**BRIEF**. List every line in the records below that contains the string "wooden".

== GIVEN RECORDS ==

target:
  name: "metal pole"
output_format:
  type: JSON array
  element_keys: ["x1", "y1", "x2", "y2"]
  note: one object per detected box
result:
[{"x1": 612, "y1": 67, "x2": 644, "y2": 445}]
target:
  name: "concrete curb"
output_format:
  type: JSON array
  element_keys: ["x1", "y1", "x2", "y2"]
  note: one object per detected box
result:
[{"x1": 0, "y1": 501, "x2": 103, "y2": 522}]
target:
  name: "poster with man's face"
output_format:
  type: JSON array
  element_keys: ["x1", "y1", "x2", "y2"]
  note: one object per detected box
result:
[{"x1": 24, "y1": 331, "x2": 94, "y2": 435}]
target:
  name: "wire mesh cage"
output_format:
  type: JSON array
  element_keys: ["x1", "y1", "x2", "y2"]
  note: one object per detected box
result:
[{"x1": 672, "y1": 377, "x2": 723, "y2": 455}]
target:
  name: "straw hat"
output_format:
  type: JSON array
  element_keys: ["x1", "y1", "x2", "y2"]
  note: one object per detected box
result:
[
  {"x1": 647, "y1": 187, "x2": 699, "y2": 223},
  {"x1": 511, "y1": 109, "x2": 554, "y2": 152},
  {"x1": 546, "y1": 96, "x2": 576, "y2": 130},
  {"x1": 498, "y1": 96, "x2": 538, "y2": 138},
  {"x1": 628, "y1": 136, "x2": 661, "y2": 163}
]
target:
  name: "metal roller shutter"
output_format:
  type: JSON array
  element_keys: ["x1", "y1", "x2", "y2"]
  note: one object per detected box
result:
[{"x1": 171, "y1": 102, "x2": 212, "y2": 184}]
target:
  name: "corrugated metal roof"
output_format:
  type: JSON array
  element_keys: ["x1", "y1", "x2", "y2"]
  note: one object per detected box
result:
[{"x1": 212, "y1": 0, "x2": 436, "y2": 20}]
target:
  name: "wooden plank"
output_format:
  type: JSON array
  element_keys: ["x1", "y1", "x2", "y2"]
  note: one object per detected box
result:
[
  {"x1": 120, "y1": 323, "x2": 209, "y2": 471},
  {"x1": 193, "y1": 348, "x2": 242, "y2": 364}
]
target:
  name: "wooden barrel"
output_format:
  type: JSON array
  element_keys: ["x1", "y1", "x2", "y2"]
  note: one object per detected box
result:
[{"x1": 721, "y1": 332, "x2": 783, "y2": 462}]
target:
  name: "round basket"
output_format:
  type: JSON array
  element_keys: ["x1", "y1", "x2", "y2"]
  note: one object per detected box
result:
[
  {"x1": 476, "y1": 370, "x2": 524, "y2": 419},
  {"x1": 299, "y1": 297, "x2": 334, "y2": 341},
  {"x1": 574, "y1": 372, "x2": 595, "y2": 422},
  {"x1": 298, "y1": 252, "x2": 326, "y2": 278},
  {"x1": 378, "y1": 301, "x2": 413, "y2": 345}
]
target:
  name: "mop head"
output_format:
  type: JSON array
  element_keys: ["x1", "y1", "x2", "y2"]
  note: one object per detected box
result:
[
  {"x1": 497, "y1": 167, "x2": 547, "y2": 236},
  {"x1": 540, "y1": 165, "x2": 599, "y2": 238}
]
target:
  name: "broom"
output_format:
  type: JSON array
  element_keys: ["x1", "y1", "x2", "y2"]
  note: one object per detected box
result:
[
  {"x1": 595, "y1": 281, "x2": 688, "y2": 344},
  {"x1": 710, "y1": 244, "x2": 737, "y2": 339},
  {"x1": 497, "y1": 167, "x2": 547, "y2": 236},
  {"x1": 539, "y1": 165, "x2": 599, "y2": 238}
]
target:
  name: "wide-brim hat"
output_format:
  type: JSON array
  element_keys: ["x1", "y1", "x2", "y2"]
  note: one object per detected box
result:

===

**SOLUTION FOR THIS TASK**.
  name: "wooden plank"
  name: "wooden barrel"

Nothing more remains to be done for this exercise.